> Aufgabenstellung:
A – Geben Sie aus dem Text über das deutsche Kapital in der Krise alles von „Das deutsche Kapital ist“ bis hinunter zu „den G7-Konkurrenten verbessert.“ wortgetreu wieder.
B – Wofür wurden die Konjunkturprogramme laut dem Text über das deutsche Kapital in der Krise genutzt?
C – Der Text über das deutsche Kapital in der Krise nennt Umstände, trotz derer die deutschen Gewerkschaften in der Krisenpartnerschaft mit dem Kapital bleiben. Zählen Sie alle diese Umstände auf.

> Text zur Durchsicht:
::::
Das deutsche Kapital ist in mehrfacher Weise Krisengewinner. Zweifelsohne wurden Marktanteile von Konkurrenten gewonnen und Profite rasch wieder hergestellt (auch für das Finanzkapital). V.a. hat sich die Stellung Deutschlands in den BRIC-Staaten und deren Umfeld im Vergleich zu den G7-Konkurrenten verbessert.

Die Ausbeutungsbedingungen konnten in der Krise im Interesse des Kapitals verbessert werden. Die Produktivitätsfortschritte während der Phase mit geringer Beschäftigung, die Ausweitung von prekärer Beschäftigung, das weitere Drücken des Lohnniveaus etc. konnten aufgrund von Arbeitplatzangst und Krisenpartnerschaft mit den Gewerkschaften durchgesetzt werden. Die Konjunkturprogramme wurden zur Modernisierung von Infrastruktur und Maschinerie genutzt.

Während der EU/Euro-Krise konnte das deutsche Kapital seine Stellung ausbauen. Im Rahmen des Euro-Stabilisierungsmechanismus besteht jetzt (zusammen mit der Kontrolle über die EZB) ein noch direkterer Zugriff des deutschen Kapitals auf die Wirtschaftspolitik  anderer EU-Staaten.

Insgesamt ist hier auch die Rolle der deutschen Gewerkschaften verheerend. Trotz Inflation, verschlechterter Arbeitsbedingungen und Angriffen auf Sozialstandards bleiben sie in der Krisenpartnerschaft mit dem Kapital gefangen und erweisen sich unsolidarisch gegenüber den Arbeiterkämpfen in den Ländern, von deren Problemen das deutsche Kapital profitiert. Solange in den Kernschichten der Arbeiterklasse das Aufatmen über den Erhalt der Arbeitsplätze noch groß genug ist, wird sich an der Situation auch nicht so bald etwas ändern.
::::
> Bereitgestellte Daten:
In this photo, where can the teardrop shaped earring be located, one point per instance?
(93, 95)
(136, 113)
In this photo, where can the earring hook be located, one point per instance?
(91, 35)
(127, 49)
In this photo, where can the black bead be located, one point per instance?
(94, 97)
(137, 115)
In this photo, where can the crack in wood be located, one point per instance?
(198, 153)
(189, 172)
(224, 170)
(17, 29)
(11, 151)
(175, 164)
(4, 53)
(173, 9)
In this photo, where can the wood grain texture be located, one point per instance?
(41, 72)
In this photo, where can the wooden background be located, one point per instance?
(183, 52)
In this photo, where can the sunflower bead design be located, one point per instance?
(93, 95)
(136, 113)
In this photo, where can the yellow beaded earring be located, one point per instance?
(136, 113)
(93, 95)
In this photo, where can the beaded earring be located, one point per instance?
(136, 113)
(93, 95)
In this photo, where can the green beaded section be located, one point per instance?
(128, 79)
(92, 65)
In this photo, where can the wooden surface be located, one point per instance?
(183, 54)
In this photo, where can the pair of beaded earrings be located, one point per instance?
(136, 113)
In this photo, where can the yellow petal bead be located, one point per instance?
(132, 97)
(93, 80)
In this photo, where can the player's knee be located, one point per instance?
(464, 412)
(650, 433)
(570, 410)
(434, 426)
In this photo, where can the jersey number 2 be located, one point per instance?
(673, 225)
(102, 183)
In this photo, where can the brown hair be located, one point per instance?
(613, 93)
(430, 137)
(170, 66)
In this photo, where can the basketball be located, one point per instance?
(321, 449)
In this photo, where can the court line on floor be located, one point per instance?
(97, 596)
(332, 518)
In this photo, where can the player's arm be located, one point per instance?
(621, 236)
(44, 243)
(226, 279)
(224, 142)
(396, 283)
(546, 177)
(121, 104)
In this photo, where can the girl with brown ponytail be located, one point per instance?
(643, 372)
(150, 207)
::::
> Lösungen nach Nummer:
A –
Das deutsche Kapital ist in mehrfacher Weise Krisengewinner. Zweifelsohne wurden Marktanteile von Konkurrenten gewonnen und Profite rasch wieder hergestellt (auch für das Finanzkapital). V.a. hat sich die Stellung Deutschlands in den BRIC-Staaten und deren Umfeld im Vergleich zu den G7-Konkurrenten verbessert.

B – Zur Modernisierung von Infrastruktur und Maschinerie.

C –
- Inflation
- verschlechterte Arbeitsbedingungen
- Angriffe auf Sozialstandards